## [Dataset rows]
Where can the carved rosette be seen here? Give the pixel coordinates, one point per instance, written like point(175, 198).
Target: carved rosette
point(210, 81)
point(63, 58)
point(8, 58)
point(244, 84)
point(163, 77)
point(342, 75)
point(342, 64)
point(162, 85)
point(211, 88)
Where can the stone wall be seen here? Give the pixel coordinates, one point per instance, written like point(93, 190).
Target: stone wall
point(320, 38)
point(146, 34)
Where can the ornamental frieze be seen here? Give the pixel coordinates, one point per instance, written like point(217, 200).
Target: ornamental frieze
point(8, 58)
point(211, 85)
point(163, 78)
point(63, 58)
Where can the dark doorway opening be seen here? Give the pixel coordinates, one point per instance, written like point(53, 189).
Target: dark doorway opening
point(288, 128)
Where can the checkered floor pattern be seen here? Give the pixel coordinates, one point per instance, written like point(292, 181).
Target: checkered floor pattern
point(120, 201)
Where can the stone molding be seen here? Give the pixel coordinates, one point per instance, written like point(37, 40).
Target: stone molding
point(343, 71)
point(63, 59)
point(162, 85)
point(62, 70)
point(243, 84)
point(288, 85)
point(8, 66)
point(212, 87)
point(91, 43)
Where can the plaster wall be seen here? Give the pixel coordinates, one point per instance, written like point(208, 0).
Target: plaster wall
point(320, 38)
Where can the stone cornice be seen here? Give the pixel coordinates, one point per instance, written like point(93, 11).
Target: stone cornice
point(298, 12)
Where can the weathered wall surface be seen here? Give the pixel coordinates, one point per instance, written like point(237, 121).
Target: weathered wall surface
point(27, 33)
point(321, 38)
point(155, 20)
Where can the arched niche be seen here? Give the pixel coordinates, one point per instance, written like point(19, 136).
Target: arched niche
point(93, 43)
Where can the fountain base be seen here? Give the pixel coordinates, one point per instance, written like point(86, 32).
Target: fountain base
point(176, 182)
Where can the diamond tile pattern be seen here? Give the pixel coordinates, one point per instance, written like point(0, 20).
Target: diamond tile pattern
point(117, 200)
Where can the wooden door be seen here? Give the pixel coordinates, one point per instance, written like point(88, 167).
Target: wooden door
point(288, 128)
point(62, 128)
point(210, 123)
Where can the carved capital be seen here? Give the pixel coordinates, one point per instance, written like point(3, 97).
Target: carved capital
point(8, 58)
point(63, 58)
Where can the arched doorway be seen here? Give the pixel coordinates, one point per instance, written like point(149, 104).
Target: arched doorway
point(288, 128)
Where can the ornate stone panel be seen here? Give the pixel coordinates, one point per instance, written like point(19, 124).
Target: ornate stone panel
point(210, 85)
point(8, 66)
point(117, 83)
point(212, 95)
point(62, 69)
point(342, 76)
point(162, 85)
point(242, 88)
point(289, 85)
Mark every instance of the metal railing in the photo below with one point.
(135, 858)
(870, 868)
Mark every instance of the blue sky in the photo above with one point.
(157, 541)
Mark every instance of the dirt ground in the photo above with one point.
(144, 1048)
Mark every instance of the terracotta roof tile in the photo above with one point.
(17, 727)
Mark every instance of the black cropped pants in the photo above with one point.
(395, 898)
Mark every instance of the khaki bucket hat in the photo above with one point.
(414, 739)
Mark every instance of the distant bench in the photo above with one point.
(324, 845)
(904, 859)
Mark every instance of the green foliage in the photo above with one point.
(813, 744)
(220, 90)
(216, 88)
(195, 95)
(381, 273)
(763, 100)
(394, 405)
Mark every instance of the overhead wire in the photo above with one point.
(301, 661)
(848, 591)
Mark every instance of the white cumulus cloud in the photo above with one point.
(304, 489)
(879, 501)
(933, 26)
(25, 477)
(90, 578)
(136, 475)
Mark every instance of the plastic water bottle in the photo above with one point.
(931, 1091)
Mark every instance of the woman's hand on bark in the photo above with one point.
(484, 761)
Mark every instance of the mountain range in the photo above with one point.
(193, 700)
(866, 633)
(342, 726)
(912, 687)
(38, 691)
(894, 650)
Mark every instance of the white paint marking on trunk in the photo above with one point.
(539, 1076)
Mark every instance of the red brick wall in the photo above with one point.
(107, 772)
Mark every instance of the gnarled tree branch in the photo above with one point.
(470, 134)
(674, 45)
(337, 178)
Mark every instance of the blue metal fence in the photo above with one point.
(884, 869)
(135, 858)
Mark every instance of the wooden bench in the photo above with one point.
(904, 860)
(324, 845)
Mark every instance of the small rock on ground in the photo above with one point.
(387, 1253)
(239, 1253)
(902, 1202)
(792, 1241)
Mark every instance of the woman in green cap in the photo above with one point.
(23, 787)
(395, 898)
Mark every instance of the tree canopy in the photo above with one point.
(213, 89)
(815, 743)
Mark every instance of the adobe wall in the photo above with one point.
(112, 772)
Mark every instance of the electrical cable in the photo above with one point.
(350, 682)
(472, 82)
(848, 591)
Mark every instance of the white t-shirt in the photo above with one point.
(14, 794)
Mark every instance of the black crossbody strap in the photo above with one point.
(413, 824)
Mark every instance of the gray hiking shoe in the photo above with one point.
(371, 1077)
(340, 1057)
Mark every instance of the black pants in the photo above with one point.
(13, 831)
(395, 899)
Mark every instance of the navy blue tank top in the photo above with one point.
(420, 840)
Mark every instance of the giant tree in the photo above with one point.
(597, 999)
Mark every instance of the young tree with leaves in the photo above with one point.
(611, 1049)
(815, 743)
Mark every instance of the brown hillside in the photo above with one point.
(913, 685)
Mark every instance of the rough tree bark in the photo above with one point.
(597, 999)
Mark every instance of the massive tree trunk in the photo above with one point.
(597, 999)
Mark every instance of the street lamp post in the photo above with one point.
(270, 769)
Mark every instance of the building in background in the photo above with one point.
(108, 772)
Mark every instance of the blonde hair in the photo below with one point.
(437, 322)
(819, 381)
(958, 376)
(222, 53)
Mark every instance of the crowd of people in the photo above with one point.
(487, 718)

## [Description of the task]
Write out the rows word for word, from the first line at the top through the line containing "point(93, 43)", including that line.

## [Exercise solution]
Where can the carved rosette be seen here? Give the pixel coordinates, one point per instance, written like point(175, 198).
Target: carved rosette
point(210, 81)
point(63, 58)
point(8, 58)
point(244, 84)
point(163, 77)
point(342, 75)
point(342, 64)
point(162, 85)
point(211, 88)
Where can the stone wall be seen here? Give the pixel coordinates, one point per instance, written like point(93, 190).
Target: stone wall
point(320, 38)
point(146, 34)
Where can the ornamental frieze be seen here? Give the pixel coordinates, one point per instance, written like point(217, 200).
Target: ornamental frieze
point(8, 58)
point(211, 85)
point(163, 78)
point(63, 58)
Where can the dark doorway opening be seen here? Give the pixel coordinates, one point per instance, written like point(53, 189).
Target: dark doorway opening
point(288, 128)
Where can the checkered floor pattern be seen here? Give the pixel coordinates, one point per instance, written like point(292, 181).
Target: checkered floor pattern
point(120, 201)
Where can the stone molding be seen here? Give the pixel coordinates, one point per instance, written like point(37, 40).
Target: stone molding
point(343, 71)
point(63, 59)
point(162, 85)
point(62, 70)
point(243, 84)
point(288, 85)
point(8, 66)
point(212, 87)
point(91, 43)
Where can the plaster wall be seen here? Give the pixel coordinates, one point per instance, written like point(208, 0).
Target: plaster wall
point(320, 38)
Where can the stone cornice be seen here? Give the pixel coordinates, one point per instance, written like point(93, 11).
Target: stone cornice
point(298, 12)
Where can the weathered wall surface be seen here? Give the pixel coordinates, one point per instance, written like point(237, 121).
Target: weathered wall surface
point(27, 33)
point(321, 38)
point(155, 20)
Where can the arched niche be seen here? Give the pixel coordinates, one point per instance, written like point(19, 136).
Target: arched niche
point(93, 43)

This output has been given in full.